#  >  > General Discussion >  >  > Free Spells >  >  >  Money Spell

## jaggednib

I posted this under the Witchcraft section, but I realized it would probably get better results under this section, so here it is again:

I want to premise this by saying that I don't want you to give me spells, but I'd like some ideas brainstorming for a money drawing spell that I'd like to cast either tonight or tomorrow night. 
I know many people will tell me to do whatever feels right to me, but right now I'm a little unsure of what I want to do and could just use some ideas to look at and pick from. 
I have some money drawing incense, a green candle, a white mojo bag, and some other trinkets and a really nice deck of tarot cards (the fantastical creature deck) that I'd like to incorporate as well. 
I'm just looking for some more ideas/trinkets/words/chants etc that I can use to make this as effective as I can. 


Thanks!

----------


## Plarkenstorf

Channel the mighty spirit of Craigslist.

----------


## serpent

If your gonna sell out, why not do it right on the street corner. You know who else works there .......

### Material shown
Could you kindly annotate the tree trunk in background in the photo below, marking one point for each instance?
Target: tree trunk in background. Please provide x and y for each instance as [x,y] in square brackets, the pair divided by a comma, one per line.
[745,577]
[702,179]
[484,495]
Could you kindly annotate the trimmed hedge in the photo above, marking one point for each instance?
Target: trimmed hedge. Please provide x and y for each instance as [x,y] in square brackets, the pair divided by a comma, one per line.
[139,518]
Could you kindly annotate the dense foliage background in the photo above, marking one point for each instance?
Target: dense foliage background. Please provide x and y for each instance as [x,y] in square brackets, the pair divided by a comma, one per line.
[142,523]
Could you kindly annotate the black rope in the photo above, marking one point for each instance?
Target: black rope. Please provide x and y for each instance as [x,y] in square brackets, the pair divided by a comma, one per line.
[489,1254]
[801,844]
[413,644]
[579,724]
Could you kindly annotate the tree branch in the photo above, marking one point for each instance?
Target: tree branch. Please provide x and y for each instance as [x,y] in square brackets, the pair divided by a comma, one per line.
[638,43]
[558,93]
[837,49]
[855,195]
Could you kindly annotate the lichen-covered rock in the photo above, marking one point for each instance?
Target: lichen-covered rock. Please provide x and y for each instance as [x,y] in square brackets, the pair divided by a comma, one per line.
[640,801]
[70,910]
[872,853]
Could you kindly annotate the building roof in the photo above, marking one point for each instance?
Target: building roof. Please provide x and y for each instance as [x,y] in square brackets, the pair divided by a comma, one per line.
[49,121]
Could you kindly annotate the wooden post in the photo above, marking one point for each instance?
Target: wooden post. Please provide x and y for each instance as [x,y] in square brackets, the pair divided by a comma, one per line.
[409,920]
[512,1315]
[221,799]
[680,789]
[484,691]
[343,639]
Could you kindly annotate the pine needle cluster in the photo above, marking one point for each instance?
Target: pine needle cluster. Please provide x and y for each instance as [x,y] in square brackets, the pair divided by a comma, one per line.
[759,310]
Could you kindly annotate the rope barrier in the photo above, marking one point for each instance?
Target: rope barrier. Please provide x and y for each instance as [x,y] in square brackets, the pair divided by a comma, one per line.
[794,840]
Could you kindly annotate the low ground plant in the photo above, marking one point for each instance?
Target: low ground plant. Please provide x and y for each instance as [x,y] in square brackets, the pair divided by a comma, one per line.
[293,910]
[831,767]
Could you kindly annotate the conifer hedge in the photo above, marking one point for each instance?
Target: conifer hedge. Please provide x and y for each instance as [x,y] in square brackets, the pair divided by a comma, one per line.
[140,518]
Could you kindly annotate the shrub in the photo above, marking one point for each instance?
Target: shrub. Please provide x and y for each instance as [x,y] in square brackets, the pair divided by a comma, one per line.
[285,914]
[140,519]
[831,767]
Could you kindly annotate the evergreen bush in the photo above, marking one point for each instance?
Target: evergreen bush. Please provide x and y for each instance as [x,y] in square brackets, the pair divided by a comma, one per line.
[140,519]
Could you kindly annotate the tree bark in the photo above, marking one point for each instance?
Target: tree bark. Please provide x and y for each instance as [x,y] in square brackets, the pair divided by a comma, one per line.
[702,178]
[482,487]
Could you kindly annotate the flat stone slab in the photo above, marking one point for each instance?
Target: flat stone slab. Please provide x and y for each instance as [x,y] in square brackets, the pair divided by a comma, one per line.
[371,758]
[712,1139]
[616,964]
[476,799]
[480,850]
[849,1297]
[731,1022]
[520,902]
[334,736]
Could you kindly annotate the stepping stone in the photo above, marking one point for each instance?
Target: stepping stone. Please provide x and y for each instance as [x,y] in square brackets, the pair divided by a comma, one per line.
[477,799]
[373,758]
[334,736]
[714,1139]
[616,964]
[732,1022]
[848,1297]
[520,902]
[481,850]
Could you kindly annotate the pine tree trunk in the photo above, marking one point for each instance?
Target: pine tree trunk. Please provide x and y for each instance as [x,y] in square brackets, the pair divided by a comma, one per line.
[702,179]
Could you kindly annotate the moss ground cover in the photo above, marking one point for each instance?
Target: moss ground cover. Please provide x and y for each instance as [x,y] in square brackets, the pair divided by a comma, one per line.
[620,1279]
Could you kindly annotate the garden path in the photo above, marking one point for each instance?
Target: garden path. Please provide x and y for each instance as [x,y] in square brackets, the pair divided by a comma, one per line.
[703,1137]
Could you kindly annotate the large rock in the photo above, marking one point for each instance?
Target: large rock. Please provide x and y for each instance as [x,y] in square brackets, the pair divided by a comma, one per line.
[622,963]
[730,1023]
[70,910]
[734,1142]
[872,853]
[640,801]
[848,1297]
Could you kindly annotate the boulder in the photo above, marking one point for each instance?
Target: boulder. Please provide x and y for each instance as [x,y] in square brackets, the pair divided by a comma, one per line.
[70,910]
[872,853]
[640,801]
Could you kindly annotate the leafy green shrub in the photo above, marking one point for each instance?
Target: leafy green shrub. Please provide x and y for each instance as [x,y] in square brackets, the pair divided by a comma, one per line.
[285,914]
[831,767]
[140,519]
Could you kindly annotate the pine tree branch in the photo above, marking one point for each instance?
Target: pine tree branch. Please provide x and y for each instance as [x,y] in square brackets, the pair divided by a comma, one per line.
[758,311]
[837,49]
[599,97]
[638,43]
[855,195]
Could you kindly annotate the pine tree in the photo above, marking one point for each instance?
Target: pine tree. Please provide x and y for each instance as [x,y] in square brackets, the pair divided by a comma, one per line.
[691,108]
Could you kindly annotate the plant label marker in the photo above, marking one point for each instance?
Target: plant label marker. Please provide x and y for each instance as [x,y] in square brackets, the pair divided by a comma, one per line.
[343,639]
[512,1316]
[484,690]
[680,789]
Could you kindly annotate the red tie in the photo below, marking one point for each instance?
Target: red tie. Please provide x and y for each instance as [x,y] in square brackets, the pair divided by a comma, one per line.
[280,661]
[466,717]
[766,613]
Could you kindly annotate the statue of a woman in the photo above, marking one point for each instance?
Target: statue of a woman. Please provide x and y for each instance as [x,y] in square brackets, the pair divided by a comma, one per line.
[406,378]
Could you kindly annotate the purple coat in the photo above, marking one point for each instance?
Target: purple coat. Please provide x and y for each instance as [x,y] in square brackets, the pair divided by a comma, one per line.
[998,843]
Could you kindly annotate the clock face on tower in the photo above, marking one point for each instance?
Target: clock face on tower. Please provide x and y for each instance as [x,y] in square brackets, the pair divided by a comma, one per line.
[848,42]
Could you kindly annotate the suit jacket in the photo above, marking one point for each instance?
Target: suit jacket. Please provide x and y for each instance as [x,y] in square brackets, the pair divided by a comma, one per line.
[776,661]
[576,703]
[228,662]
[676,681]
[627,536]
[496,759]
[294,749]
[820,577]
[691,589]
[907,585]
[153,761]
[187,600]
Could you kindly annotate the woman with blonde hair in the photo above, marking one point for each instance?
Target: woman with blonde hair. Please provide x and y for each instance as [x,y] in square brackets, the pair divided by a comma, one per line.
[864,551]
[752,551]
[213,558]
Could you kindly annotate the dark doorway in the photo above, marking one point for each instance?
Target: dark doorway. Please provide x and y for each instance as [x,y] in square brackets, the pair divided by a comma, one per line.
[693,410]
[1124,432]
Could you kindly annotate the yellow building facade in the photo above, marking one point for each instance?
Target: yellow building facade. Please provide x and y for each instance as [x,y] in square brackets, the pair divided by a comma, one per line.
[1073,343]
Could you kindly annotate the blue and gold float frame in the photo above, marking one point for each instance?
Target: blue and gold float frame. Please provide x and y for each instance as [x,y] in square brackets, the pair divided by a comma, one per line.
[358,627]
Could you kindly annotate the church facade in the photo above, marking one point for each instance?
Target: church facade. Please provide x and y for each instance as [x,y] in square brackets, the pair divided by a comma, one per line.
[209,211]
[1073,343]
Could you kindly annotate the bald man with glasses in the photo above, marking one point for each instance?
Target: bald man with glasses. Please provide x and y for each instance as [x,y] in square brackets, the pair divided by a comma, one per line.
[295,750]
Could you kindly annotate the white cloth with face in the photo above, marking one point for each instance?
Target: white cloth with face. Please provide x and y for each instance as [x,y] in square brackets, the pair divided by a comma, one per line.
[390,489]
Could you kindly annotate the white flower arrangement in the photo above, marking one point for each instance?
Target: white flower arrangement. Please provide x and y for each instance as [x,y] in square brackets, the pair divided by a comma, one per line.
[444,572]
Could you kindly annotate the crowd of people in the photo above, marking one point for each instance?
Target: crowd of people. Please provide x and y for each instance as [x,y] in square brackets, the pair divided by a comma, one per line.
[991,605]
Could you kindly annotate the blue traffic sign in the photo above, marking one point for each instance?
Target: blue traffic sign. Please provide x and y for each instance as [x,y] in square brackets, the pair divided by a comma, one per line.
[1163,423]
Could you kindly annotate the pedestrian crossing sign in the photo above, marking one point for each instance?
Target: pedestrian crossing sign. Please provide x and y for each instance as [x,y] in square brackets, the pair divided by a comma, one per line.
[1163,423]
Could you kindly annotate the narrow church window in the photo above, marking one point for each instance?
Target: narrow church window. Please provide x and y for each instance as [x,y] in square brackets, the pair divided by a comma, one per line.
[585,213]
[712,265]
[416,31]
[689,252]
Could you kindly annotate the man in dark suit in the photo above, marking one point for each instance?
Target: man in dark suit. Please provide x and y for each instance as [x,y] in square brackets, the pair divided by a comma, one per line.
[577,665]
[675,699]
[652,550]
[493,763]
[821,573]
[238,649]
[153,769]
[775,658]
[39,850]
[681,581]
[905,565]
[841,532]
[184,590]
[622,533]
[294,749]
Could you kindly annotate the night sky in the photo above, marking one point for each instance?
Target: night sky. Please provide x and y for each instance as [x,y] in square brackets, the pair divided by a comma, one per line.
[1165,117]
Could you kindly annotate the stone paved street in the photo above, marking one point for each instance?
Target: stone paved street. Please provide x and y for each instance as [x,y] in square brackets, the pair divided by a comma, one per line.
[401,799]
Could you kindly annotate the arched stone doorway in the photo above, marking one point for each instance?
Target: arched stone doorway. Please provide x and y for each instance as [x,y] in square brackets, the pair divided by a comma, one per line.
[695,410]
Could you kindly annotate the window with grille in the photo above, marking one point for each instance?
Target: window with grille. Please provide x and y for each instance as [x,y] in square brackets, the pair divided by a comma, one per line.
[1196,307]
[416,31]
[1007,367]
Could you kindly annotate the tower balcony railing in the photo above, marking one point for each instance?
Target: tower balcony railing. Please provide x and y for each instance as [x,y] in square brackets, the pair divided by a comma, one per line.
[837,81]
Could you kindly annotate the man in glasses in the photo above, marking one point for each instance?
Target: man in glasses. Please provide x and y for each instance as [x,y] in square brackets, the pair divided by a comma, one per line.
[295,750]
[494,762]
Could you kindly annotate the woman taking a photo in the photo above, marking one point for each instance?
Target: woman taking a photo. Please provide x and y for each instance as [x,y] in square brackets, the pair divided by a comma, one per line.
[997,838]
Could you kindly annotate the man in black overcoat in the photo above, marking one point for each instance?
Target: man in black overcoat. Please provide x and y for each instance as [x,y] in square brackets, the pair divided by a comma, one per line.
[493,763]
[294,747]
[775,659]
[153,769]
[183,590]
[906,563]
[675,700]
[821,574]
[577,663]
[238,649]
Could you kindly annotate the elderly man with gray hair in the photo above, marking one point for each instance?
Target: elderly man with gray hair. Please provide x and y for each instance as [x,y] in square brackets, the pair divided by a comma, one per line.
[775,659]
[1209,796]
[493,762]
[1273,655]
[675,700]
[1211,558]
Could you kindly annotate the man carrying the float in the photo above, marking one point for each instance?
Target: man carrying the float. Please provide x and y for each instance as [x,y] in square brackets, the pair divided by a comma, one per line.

### To do
1) From the money spell thread, reproduce the part that opens with the words containing "I know many" and closes with "and pick from.".
2) Answer these about the money spell thread:
(a) In which section did the first poster originally post the request?
(b) What color is the candle the first poster has?
(c) Whose mighty spirit does Plarkenstorf suggest channeling?

### In response
1)
I know many people will tell me to do whatever feels right to me, but right now I'm a little unsure of what I want to do and could just use some ideas to look at and pick from.

2)
(a) The Witchcraft section
(b) Green
(c) Craigslist